To do: The required output is the exact sequence of lines from the line holding "of the sloping" to the end of the records, inclusive.

==== Working data

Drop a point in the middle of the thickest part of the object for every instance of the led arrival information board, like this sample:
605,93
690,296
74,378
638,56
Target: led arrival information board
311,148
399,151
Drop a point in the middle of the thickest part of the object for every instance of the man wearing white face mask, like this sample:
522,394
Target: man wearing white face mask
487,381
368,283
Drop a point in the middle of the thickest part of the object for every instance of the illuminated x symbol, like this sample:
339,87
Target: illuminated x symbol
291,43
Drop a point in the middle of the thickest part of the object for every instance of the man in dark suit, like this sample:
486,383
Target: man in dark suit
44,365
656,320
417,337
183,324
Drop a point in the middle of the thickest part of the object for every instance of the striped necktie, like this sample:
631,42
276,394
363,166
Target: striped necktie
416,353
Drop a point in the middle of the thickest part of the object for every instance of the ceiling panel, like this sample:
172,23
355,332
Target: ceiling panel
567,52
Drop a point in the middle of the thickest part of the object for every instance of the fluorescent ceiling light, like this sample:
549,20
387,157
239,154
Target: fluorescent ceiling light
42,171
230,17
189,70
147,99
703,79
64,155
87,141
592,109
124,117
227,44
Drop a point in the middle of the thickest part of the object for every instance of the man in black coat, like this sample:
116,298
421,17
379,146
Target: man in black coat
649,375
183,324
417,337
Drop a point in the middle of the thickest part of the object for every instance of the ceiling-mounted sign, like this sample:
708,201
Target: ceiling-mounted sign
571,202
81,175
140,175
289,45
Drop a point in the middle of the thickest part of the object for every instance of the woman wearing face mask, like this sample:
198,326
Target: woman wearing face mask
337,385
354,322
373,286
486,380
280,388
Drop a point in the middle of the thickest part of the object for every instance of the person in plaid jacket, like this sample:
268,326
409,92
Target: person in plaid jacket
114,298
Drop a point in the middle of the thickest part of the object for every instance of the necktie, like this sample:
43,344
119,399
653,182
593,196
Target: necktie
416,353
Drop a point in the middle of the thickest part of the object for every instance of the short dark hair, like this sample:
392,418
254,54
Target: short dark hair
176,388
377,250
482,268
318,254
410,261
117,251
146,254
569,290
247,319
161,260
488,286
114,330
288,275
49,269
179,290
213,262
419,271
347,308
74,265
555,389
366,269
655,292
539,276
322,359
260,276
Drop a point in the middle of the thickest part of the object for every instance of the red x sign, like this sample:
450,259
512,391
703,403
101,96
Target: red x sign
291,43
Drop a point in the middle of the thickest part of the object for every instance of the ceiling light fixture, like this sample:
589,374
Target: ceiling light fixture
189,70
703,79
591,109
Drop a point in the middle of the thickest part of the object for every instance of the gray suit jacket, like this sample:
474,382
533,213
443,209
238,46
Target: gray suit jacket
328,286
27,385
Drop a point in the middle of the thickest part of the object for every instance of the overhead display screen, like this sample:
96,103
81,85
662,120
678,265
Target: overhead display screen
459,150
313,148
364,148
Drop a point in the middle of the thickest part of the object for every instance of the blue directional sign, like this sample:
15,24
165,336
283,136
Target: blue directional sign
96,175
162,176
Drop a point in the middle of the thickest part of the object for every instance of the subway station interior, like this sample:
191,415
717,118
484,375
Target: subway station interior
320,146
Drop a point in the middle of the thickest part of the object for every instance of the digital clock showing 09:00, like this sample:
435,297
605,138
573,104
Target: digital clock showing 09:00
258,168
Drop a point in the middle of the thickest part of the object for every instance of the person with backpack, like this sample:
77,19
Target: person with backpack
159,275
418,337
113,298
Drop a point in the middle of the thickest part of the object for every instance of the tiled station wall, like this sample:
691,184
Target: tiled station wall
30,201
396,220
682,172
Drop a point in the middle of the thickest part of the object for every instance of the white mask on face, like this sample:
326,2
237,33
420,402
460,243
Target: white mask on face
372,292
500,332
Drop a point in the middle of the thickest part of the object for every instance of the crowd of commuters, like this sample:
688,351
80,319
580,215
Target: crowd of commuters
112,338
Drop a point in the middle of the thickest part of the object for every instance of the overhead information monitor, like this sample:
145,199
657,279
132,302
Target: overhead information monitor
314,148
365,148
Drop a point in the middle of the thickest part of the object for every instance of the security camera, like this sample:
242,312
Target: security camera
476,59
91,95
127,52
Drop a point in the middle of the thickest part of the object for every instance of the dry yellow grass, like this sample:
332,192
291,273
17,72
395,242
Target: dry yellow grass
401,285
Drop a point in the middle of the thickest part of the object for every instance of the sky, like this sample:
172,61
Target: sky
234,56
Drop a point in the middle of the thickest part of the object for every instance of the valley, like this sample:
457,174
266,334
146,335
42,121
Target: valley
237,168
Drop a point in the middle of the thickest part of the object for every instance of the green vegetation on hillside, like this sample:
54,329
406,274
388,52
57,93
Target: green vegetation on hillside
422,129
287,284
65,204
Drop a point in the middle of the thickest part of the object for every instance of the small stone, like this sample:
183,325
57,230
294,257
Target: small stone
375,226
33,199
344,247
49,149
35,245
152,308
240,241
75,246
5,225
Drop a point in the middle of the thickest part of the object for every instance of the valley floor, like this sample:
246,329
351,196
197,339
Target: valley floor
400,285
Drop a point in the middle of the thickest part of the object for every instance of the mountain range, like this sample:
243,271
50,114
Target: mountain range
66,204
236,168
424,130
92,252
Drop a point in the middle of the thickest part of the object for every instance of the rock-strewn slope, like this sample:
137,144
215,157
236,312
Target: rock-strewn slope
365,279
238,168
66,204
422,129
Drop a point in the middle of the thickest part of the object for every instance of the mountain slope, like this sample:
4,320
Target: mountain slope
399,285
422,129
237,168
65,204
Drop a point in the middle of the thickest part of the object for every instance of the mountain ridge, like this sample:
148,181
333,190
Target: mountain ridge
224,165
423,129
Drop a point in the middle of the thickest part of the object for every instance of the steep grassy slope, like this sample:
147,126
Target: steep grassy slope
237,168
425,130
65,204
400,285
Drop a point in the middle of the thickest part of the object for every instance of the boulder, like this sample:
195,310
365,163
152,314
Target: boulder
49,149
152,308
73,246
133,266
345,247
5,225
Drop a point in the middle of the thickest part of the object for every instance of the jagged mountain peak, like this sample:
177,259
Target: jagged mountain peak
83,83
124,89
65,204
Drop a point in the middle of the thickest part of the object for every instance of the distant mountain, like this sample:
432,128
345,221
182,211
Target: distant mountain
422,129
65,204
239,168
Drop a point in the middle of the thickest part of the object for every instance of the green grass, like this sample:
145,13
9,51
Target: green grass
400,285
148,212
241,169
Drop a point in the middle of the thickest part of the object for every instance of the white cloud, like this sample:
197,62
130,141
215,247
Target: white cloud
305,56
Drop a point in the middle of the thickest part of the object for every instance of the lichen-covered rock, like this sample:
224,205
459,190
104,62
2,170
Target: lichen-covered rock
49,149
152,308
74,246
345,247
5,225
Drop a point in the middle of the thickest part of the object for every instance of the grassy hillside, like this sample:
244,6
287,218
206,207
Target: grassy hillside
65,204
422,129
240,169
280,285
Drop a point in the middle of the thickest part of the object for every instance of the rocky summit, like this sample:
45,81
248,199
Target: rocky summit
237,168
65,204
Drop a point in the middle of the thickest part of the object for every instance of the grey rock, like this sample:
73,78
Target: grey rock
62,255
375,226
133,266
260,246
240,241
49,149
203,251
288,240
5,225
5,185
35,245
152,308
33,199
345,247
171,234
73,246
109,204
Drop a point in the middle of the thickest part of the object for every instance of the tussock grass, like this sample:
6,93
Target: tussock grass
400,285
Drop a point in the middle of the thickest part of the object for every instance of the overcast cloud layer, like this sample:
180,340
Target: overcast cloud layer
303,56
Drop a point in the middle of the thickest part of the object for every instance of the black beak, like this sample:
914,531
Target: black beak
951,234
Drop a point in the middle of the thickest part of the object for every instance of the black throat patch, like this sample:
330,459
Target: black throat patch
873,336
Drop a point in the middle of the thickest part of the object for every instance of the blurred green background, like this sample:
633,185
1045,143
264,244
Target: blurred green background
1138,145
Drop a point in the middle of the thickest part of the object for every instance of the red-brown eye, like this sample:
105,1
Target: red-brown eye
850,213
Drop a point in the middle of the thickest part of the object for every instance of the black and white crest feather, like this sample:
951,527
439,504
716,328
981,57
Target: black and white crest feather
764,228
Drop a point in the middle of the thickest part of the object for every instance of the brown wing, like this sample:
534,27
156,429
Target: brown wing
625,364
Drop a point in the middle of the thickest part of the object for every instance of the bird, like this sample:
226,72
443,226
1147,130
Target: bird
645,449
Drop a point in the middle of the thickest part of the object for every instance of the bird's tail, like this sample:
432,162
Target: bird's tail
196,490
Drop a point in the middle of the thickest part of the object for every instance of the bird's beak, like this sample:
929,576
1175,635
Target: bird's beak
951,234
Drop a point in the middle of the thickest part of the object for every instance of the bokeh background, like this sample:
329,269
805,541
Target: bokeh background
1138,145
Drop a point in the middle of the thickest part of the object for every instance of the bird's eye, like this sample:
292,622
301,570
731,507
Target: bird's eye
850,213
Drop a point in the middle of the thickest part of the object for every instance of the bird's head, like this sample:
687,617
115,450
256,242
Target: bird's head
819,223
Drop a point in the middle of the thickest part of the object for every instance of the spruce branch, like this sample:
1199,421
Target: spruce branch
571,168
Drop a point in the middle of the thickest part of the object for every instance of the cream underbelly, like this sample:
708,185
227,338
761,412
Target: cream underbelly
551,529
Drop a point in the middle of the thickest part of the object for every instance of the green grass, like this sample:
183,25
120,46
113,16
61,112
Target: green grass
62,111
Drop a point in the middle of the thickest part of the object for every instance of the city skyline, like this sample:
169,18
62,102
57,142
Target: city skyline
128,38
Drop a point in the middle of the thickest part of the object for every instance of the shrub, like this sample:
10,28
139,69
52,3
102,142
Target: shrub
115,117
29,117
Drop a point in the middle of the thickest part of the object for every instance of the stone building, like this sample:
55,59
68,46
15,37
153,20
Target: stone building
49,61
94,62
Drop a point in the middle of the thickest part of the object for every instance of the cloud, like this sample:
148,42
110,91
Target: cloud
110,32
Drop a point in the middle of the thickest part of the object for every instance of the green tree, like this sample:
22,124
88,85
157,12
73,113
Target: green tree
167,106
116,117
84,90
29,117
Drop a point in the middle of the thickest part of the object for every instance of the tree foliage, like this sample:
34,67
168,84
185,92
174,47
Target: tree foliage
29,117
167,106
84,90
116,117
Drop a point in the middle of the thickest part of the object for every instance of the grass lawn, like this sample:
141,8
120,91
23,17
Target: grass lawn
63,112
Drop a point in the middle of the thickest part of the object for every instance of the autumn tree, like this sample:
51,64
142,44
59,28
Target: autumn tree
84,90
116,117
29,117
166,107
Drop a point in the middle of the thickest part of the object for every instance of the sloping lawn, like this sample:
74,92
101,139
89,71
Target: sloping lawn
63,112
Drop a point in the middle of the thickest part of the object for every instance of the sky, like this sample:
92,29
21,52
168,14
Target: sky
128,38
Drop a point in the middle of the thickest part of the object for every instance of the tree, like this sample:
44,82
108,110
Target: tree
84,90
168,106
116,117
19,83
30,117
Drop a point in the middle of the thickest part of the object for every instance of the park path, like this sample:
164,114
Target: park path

========

Reply:
Drop a point in the middle of the thickest part of the object for every instance of the sloping lawn, like this sample:
74,92
101,139
89,71
Target: sloping lawn
63,112
Drop a point in the middle of the thickest part of the object for every instance of the sky, like this sample:
92,29
21,52
168,14
Target: sky
128,38
Drop a point in the middle of the thickest part of the object for every instance of the tree, like this sample:
44,82
108,110
Target: tree
84,90
168,106
116,117
19,83
30,117
Drop a point in the middle of the thickest part of the object for every instance of the park path, like this sample:
164,114
Target: park path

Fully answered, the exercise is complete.